# FINAL FEATURE EXTRACTION AND GENRE CLASSIFICATION

## Importing required libraries

In [17]:
import warnings
warnings.filterwarnings('ignore')

In [18]:
import librosa
import numpy as np
from music21 import converter, analysis
from joblib import load
from tensorflow.keras.models import load_model

## Function for Extracting Initial Features using Librosa and Music21

In [20]:
def extracted_features(input1,input2):
    y, sr = librosa.load(input1)
    score = converter.parse(input2)
    tempo, _ = librosa.beat.beat_track(y=y, sr=sr)
    loudness = librosa.feature.rms(y=y).mean()
    loudness=-(loudness)
    duration_ms = librosa.get_duration(y=y, sr=sr) * 1000
    mfccs = librosa.feature.mfcc(y=y, sr=sr,n_mfcc=12)
    avg_timbre = np.mean(mfccs, axis=1)
    chroma = librosa.feature.chroma_stft(y=y, sr=sr)
    avg_pitch = np.mean(chroma, axis=1)
    bar_count = len(score.parts[0].getElementsByClass('Measure'))
    key = score.analyze('key')

    tempo, beats = librosa.beat.beat_track(y=y, sr=sr)
    beat_count = len(beats)

    time_signatures = score.recurse().getElementsByClass('TimeSignature')
    if time_signatures:
        f = time_signatures[0].numerator
    else:
        f=0


    key_map = {
        'C': 0, 'C#': 1, 'D-': 1, 'D': 2, 'D#': 3, 'E-': 3,
        'E': 4, 'F': 5, 'F#': 6, 'G-': 6, 'G': 7, 'G#': 8,
        'A-': 8, 'A': 9, 'A#': 10, 'B-': 10, 'B': 11
    }
    tonic = key.tonic.name
    mode = 1 if key.mode == 'major' else 0
    key=key_map[tonic]
    
    avg_timbre = avg_timbre.tolist()
    avg_pitch = avg_pitch.tolist()
    l=[tempo,loudness,key,f, mode, bar_count, beat_count,duration_ms]+avg_timbre+avg_pitch
    
    return l


## Function To Extract the Remaining Features and Classifying the Genre

In [23]:
def final_classification(x,y,):
    initial_features=extracted_features(x,y)
    inputs=initial_features[:5] + initial_features[7:8]
    initial_features=np.array(initial_features).reshape(1,-1)
    scaler_loaded = load('Scalars/scaler.joblib')
    X=scaler_loaded.transform(initial_features)
    X = X.reshape((X.shape[0], 1, X.shape[1]))
    model_loaded = load_model('Models/audiofeatures.keras')
    predictions_new = model_loaded.predict(X)
    #inputs=extracted_features_final(x,y)
    predictions_new=predictions_new.tolist()
    final_inputs=inputs+predictions_new[0]
    input_names = [
    "tempo", "loudness", "key", "time_signature", "mode",
    "duration_ms", "danceability", "energy", "speechiness",
    "acousticness", "instrumentalness", "liveness", "valence"]
    final_inputs_dict = dict(zip(input_names, final_inputs))

* * * *

## [WHAT YOU SHOULD DO]
Translate the notebook heading "Function for Extracting Initial Features using Librosa and Music21" into Spanish. The data that come next are not needed.

Object pointing dataset rows:
* * * *

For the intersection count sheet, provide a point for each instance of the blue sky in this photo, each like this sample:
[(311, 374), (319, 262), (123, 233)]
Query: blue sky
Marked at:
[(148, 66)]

* * * *

## [THE SOLUTION]
Función para extraer las características iniciales mediante Librosa y Music21